Task description | Pull out every line in the rows below that contains the string "stone", and copy each such line in full.

(Segmentation labeling rows)
────────────────────

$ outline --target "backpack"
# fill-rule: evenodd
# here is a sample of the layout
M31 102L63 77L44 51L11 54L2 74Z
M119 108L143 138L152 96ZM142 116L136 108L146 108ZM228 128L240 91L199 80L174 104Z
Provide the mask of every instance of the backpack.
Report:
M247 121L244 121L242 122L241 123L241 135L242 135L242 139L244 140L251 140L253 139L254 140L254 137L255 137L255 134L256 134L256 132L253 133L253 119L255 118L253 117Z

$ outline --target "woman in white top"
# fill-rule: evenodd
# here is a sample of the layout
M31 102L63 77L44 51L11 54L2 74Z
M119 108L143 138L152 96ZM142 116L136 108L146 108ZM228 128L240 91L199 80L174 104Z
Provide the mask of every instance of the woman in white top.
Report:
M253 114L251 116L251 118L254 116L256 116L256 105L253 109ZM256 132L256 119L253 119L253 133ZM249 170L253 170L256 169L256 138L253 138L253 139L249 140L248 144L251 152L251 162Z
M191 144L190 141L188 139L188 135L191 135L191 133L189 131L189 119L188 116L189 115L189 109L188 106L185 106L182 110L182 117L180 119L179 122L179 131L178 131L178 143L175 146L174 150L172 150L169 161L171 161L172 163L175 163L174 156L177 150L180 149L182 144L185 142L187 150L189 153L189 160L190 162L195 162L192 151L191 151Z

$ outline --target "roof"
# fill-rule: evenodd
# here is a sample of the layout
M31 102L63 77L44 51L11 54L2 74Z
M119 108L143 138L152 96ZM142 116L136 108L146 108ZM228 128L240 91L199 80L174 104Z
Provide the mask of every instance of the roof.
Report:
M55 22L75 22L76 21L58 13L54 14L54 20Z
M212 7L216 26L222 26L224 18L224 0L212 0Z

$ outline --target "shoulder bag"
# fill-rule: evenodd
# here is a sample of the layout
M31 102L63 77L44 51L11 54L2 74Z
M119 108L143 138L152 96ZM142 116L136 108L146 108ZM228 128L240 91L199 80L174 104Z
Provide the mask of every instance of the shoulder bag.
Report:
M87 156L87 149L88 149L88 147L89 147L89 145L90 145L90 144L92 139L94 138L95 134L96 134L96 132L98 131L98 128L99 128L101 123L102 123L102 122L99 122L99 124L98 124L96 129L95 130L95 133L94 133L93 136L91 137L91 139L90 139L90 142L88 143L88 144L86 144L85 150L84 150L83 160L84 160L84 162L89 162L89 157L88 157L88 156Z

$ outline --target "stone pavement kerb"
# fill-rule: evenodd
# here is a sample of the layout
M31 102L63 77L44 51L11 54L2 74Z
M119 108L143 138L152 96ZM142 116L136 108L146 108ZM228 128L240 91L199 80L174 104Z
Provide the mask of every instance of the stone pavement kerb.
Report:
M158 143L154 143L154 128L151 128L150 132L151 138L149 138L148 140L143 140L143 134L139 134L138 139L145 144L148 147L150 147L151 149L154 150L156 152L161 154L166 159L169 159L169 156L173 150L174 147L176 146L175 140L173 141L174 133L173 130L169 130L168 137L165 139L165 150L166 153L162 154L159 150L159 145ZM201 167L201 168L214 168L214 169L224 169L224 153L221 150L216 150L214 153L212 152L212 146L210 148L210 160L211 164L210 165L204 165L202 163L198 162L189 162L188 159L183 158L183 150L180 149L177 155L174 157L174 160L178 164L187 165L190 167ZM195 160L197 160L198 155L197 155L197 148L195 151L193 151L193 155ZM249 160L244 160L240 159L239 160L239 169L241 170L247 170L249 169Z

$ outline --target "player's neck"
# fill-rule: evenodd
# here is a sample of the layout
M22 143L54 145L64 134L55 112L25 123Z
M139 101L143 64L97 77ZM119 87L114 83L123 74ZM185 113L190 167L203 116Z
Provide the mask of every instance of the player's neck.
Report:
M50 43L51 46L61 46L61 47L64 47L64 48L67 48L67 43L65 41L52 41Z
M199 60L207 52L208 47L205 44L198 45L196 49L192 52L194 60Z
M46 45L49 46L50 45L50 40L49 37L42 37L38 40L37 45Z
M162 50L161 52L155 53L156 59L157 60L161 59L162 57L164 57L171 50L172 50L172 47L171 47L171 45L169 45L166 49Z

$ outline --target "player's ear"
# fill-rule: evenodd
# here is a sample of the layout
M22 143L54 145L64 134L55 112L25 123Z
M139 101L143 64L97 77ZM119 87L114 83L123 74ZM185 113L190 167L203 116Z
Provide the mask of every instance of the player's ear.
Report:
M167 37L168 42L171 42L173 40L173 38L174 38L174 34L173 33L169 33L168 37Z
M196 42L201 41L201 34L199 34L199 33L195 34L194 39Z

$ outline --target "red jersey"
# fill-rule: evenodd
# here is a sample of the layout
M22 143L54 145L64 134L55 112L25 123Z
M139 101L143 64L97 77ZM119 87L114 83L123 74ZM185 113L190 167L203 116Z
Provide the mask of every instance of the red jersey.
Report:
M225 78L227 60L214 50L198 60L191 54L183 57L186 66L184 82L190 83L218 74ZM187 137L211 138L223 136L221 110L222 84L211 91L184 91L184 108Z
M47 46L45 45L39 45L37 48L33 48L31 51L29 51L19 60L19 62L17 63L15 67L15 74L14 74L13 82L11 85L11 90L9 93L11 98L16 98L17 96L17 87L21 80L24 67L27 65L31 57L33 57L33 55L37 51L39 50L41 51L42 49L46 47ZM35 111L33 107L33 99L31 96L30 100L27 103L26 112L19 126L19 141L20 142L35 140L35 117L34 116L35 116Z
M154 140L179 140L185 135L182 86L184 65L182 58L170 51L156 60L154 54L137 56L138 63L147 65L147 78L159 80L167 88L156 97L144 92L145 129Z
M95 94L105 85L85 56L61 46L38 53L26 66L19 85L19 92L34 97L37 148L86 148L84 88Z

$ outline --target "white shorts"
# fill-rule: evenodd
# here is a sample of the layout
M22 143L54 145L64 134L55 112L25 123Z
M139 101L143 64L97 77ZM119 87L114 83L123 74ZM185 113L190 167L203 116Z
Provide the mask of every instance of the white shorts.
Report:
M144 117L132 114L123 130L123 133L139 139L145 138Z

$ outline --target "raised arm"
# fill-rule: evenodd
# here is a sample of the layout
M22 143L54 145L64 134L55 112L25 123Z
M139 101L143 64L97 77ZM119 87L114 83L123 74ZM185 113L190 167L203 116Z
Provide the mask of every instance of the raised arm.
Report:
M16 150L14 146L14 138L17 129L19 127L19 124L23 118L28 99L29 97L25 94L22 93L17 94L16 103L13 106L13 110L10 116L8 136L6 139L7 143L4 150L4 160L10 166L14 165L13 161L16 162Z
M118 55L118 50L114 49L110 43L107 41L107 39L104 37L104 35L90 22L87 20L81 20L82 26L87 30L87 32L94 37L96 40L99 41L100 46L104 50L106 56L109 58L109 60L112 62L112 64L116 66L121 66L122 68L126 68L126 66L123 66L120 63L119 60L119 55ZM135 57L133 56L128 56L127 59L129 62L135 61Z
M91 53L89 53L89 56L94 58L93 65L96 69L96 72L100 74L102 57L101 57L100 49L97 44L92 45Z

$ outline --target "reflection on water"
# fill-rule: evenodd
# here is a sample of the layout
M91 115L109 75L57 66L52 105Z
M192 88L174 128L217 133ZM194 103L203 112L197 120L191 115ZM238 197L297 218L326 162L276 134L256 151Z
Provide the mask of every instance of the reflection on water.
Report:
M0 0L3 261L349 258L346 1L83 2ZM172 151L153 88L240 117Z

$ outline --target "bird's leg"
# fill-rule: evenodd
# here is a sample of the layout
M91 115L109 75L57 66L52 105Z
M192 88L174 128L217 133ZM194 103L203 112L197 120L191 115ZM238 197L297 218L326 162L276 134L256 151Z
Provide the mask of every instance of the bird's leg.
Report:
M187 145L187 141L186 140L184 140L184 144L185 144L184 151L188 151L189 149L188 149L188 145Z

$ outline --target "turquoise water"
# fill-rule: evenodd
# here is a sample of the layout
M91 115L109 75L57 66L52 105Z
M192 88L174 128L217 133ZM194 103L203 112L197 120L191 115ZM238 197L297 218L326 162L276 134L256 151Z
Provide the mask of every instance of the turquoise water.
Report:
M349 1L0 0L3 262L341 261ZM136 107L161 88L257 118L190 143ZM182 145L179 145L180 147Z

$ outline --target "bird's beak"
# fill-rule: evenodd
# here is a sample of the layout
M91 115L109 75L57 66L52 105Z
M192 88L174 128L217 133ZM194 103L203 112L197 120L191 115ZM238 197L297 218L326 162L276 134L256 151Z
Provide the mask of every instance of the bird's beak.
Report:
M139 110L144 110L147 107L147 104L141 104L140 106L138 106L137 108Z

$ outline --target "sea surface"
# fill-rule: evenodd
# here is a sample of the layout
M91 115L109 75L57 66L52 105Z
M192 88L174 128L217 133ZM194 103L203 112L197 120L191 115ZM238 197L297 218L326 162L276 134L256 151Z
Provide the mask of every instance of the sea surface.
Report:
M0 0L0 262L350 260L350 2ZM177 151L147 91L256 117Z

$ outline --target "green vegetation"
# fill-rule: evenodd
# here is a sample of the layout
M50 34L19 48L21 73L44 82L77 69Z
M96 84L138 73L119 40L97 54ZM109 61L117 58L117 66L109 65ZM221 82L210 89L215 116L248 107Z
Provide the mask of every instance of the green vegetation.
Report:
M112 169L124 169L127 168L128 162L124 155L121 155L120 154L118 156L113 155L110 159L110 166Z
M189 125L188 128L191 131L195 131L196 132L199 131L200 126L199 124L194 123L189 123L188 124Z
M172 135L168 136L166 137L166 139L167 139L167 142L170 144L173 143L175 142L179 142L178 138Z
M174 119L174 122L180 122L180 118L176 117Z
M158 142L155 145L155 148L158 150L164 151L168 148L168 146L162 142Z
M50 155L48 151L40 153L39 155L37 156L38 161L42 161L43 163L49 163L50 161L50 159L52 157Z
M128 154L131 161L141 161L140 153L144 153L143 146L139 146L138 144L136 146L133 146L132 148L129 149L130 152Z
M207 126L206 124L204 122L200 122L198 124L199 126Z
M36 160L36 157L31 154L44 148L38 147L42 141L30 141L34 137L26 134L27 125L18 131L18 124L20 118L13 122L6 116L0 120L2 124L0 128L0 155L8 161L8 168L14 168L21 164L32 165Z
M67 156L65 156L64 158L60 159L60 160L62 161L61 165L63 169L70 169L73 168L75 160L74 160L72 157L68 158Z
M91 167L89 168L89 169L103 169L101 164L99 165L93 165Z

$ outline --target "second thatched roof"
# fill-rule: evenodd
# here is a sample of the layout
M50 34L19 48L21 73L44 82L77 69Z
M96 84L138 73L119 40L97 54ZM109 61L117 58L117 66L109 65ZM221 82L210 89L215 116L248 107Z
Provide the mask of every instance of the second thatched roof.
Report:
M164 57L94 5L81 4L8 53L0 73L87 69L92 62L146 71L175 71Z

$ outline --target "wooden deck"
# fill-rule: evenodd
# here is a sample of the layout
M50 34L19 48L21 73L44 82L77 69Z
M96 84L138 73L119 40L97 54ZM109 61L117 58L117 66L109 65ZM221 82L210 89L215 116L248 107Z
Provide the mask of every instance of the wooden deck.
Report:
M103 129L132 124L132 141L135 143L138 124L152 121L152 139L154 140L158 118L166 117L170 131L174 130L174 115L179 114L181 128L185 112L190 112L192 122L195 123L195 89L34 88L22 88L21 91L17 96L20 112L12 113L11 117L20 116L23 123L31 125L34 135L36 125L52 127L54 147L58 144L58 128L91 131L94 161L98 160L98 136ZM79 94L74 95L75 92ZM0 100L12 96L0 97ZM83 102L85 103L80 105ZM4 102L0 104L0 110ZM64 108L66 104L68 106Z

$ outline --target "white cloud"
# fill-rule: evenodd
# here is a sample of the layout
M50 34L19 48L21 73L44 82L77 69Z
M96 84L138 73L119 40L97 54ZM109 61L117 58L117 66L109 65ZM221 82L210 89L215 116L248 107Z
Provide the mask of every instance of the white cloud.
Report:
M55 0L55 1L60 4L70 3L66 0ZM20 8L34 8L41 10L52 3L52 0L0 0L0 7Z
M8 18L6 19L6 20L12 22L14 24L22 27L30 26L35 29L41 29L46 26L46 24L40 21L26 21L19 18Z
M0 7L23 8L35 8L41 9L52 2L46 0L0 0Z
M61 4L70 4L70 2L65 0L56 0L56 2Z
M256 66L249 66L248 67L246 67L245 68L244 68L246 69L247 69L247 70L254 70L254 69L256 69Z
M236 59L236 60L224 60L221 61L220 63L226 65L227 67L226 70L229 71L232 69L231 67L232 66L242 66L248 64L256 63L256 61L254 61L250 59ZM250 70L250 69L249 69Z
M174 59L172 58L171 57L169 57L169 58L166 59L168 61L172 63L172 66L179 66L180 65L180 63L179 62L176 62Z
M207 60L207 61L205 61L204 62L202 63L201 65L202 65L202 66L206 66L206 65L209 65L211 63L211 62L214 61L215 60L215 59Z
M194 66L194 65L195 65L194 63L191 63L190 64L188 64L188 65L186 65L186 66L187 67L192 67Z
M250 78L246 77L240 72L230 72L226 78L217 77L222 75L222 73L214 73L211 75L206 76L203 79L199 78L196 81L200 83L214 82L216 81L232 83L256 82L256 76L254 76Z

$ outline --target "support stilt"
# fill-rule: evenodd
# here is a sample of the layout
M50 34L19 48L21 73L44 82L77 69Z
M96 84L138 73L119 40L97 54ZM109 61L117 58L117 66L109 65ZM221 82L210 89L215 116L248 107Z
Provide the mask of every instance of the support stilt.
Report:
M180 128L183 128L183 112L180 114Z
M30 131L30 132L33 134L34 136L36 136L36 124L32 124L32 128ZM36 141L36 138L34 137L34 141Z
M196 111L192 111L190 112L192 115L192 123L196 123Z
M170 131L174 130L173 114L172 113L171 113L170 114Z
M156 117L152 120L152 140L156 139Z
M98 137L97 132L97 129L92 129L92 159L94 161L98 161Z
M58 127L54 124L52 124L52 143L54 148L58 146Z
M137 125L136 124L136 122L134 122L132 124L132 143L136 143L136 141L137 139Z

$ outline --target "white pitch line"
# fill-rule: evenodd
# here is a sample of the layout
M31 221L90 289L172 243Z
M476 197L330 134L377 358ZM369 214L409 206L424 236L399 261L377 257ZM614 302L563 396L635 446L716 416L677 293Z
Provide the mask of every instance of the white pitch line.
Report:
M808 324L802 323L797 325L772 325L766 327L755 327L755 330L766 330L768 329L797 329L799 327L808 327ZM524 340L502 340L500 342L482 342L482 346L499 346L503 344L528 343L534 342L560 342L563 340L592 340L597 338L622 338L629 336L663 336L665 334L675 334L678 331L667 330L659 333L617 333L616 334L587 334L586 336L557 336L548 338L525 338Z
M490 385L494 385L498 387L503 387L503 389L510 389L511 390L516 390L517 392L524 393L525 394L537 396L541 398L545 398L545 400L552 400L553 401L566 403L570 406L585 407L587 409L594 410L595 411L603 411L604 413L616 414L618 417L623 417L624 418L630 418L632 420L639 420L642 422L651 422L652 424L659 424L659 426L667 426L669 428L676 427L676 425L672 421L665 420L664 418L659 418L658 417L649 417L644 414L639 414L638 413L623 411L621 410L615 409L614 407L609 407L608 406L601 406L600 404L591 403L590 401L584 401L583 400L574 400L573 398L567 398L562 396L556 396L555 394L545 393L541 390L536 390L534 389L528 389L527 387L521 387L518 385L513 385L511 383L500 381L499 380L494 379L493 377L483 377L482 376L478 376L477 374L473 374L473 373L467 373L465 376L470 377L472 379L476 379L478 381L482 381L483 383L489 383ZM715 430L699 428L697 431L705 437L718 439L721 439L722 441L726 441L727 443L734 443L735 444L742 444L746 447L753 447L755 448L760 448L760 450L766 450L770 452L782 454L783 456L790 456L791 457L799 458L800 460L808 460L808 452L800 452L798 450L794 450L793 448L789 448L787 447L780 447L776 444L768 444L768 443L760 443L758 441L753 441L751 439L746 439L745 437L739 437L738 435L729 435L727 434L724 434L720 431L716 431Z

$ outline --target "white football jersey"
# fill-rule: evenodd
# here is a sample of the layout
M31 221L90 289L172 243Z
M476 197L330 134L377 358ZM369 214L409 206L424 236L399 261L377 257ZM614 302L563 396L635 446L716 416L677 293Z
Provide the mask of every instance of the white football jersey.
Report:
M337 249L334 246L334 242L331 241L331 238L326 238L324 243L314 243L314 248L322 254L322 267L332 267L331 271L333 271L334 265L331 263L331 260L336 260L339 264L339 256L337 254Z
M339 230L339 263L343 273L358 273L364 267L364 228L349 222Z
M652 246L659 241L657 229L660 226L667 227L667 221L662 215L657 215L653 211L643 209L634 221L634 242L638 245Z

────────────────────

Response for this exercise |
$ outline --target "stone pavement kerb"
Provide the mask of every instance of the stone pavement kerb.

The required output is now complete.